> [TASK] Look through the data below. Pick out the lines holding the string "paint".

Recorded data:

┏━━

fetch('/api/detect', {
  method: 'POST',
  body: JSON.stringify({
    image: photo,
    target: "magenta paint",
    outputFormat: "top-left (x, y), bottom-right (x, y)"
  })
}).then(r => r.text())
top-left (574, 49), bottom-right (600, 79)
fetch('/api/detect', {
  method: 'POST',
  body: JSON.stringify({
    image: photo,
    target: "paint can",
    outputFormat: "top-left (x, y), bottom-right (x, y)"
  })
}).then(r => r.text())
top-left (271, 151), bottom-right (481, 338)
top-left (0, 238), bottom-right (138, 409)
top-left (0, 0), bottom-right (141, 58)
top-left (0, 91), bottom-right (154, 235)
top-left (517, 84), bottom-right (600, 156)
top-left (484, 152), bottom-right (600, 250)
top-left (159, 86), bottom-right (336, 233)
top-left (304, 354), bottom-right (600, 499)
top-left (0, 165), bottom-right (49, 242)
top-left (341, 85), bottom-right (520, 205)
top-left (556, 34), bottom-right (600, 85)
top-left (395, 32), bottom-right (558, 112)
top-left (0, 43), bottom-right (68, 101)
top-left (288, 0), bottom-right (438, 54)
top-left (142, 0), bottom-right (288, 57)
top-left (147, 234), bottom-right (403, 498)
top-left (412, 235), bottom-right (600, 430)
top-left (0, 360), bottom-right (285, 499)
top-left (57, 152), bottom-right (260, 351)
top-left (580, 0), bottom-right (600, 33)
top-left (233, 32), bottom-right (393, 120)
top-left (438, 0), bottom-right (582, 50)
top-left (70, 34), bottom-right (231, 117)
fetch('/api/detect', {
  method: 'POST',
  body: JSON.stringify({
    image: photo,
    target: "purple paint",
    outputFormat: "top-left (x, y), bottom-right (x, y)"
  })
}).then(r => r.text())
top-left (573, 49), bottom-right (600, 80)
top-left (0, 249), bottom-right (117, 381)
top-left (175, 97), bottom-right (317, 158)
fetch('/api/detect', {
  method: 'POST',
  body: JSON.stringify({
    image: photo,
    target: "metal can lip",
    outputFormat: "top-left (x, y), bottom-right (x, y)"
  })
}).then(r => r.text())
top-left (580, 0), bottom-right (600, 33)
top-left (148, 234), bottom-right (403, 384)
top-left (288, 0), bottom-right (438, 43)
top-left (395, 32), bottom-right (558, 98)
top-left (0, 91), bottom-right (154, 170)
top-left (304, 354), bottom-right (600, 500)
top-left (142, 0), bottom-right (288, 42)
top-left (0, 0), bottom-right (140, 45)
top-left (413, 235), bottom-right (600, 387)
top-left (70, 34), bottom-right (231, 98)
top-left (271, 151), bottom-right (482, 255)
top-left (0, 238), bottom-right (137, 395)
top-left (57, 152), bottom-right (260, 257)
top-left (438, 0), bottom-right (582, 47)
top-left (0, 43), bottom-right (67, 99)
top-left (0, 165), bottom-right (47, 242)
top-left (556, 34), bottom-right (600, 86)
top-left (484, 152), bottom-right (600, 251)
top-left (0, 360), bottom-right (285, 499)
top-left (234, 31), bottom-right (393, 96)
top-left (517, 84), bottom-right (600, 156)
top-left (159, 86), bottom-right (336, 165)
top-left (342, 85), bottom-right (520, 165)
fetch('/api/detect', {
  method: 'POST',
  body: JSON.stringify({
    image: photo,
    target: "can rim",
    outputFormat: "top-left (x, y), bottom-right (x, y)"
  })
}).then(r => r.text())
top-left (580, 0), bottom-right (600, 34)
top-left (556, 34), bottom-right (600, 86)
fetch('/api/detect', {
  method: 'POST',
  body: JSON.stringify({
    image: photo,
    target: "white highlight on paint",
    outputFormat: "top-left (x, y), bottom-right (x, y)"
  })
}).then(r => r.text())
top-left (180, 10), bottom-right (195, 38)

┗━━

> [SOLUTION TO THIS PROBLEM]
    target: "magenta paint",
    target: "paint can",
    target: "purple paint",
    target: "white highlight on paint",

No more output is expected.